* [Extracted text]

# Pergola advice, Attached or Free Standing



## DanPonjican (Mar 26, 2015)

I need advice. I am wanting to build a fairly large pergola off the back of my house. It will be about 18 foot wide and stretch out past the back of the house approximately 14 feet. My dilemma is do I attach it to the house with a register board or do I make it free standing right up against the house. My house siding is a brick veneer so one of the challenges I have is how would I attach the register board to the brick. Also, would that be secure and strong enough to support the pergola if I attached the pergola using a register board attached to the brick veneer.

The reason why I want the pergola right up against the house is I would like to put some corrugated covering on top of the first six feet or so of the pergola so I can have the back patio door be under a cove case I want to be out there during the cover in case I want to be out there during the rain.

I would love to hear some advice and input from people who have experience in this area. Thanks in advance for your advice.


----------



## nealtw (Mar 26, 2015)

You will want to get thru the brick so you can attach the framing of the house. Can you post a few photos of the house.


----------



## DanPonjican (Mar 26, 2015)

How would I be able to locate studs through the brick? I attached a picture of where the pergola would be. It would stretch from the patio door clear across the three windows.


----------



## johnv713 (Mar 26, 2015)

I'm not a pro but I think you could use anchor for the brick. The ones used in cement.


----------



## nealtw (Mar 26, 2015)

johnv713 said:


> I'm not a pro but I think you could use anchor for the brick. The ones used in cement.



Brick is not strong enough for wind loads.


----------



## nealtw (Mar 26, 2015)

DanPonjican said:


> How would I be able to locate studs through the brick? I attached a picture of where the pergola would be. It would stretch from the patio door clear across the three windows.



Drill thru the brick and lag bolt to the framing, I would aim for the headers above the door and windows or the floor joist just above ceiling height.
If you are going to cover the first few feet, how are you going to get a pitch and what about flashing to the wall?


----------



## DanPonjican (Mar 26, 2015)

I was just going to do a very small pitch (maybe 1 ft). I was thinking of using flashing between the corrugated cover and the brick. 

The room behind that was is 18 foot ceilings so there isn't a floor joist to lag into unfortunately. Maybe the door frame?


----------



## nealtw (Mar 26, 2015)

There should be header over the door and window but that will have to be proved Or you go into the wall from the inside and add structure to bolt to.
[ame]https://www.youtube.com/watch?v=_sAP8FZhhDk[/ame]


----------



## kok328 (Mar 26, 2015)

something to consider, in my state if you attach it to the house
1 you need a permit
2 it will increase your property taxes.


----------



## slownsteady (Mar 26, 2015)

you can treat the pergola and the rain protection as two separate projects to give yourself more options.

Similar thread, for you to check: http://www.houserepairtalk.com/showthread.php?t=18851


----------



## bud16415 (Mar 27, 2015)

* [Information provided]
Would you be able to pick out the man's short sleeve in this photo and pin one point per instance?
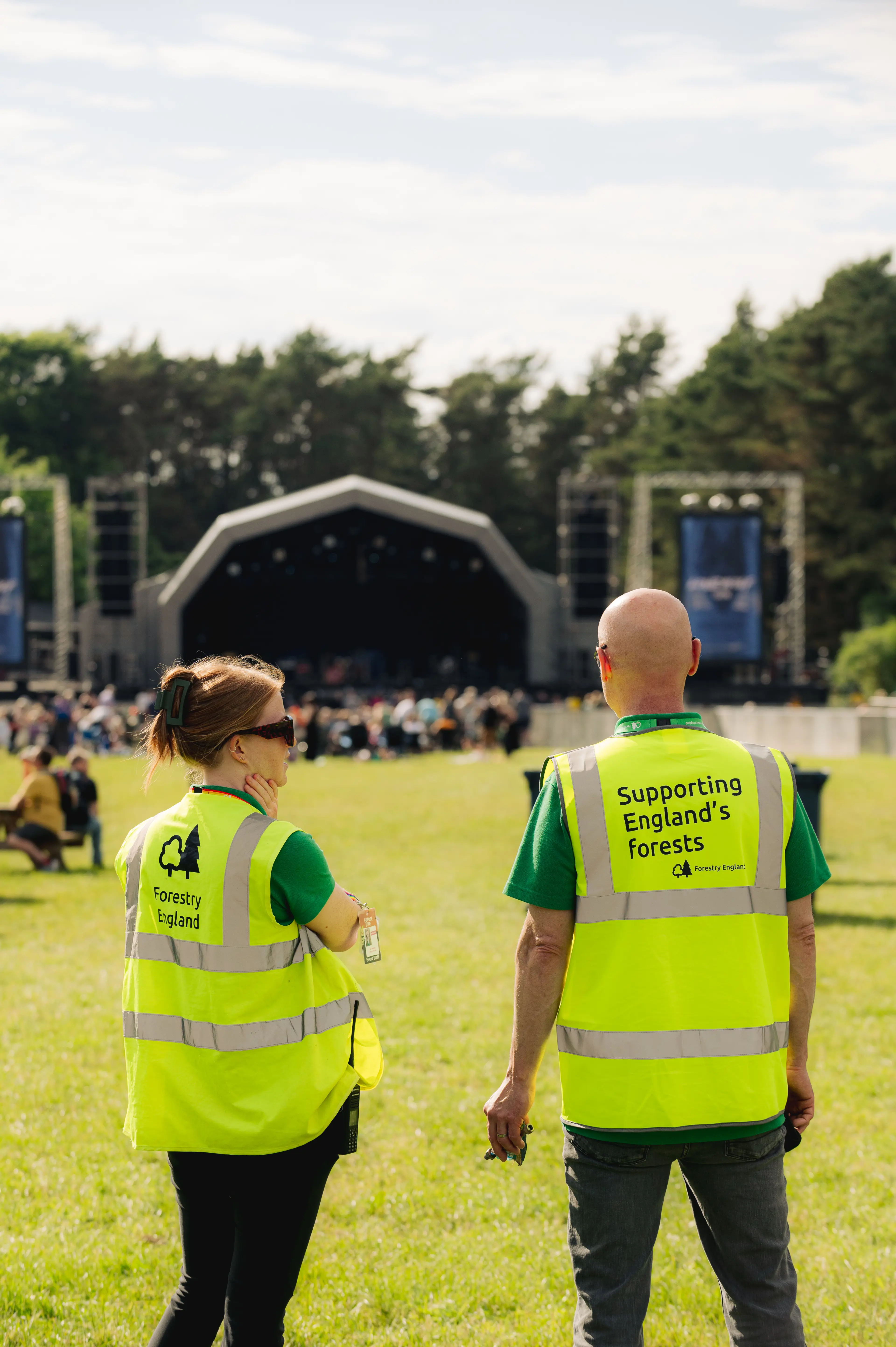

* [Written tasks]
A) Which usernames appear as post authors in the pergola thread above?
B) Carry on the pergola thread from the point where it stops.

* [Task answers]
A) DanPonjican, nealtw, johnv713, kok328, slownsteady, bud16415

B)
I built a deck last fall 12 x 16 and opted for free standing for the above reasons. We have a much deeper frost line than you would need to be concerned about also. The photo doesn&#8217;t show but I assume your overhang on the high roof will mostly take care of the gap for the most part where you want to add some coverage if you went free standing. Will you be extending the pad all the way along? 

Your decision will be based around the look you want and things like kok328 mentioned. If you go free standing your poles closest to the house don&#8217;t have to be right up to the brick in fact it would look better with them out a distance I think. I personally would feel it an easier DIY to go free standing and the peace of mind to know the house isn&#8217;t caring any load or I didn&#8217;t disturb the brick. 

No right or wrong answer. Google pergolas you will find a 1000 pictures to ponder over.


----------



## DanPonjican (May 26, 2015)

Just wanted to close the loop on this thread. I attached an image of what I built (free standing). I am very happy with it.


----------



## nealtw (May 26, 2015)

That looks great, nice job.


----------



## bud16415 (May 27, 2015)

Very nice!    :


----------



## kmueller (Dec 22, 2015)

I'm in the same boat, and I was leaning toward free standing (maybe something like this? http://srpshelter.com/products/custom-pergola-4). I want something sturdy that can stand a bit away from my house. Any thoughts on or experience with free standing?


----------



## Snoonyb (Dec 22, 2015)

kmueller said:


> I'm in the same boat, and I was leaning toward free standing (maybe something like this? http://srpshelter.com/products/custom-pergola-4). I want something sturdy that can stand a bit away from my house. Any thoughts on or experience with free standing?



To me the beauty of a PERGOLA lies in the 360 degree consistency of the architectural elements, such as tailing, corbeling, post detail and trim.

Your example is metal, seen in many multi unit communities and can be recreated in wood, at an upcharge.


----------



## slownsteady (Dec 22, 2015)

The only purpose the one in your link serves is eye candy.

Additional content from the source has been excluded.